[Collected data entries]

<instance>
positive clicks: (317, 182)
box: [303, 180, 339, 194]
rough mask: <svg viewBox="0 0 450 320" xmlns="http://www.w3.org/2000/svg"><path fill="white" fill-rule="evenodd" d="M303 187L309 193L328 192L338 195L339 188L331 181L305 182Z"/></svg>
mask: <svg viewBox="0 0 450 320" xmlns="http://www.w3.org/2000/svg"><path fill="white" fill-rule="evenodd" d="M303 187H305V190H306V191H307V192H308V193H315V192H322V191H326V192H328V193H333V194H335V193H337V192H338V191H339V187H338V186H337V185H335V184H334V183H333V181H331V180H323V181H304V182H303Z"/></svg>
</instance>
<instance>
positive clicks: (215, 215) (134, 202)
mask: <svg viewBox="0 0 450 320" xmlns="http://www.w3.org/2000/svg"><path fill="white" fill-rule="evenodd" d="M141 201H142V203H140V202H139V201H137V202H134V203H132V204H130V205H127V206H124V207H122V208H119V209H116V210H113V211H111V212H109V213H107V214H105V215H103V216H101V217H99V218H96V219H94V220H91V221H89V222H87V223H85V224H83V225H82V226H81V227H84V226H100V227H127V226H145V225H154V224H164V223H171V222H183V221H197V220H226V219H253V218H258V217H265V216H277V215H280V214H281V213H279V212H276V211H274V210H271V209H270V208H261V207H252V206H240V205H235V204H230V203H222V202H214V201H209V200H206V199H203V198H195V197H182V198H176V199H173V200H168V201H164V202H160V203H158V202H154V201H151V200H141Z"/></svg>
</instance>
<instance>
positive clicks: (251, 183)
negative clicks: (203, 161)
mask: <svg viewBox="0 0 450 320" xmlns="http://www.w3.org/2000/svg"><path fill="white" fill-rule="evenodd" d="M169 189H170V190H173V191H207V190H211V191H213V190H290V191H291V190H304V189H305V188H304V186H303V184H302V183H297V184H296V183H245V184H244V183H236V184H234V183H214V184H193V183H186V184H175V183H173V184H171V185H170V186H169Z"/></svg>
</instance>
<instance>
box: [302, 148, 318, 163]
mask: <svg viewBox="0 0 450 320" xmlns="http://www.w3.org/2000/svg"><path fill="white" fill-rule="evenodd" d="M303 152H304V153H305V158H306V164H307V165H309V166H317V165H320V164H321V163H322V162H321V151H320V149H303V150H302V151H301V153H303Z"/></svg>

Task directions: Pull out each line in the entries above that contains the string "positive", matching uppercase and lowercase exactly.

Task answer:
positive clicks: (317, 182)
positive clicks: (215, 215) (134, 202)
positive clicks: (251, 183)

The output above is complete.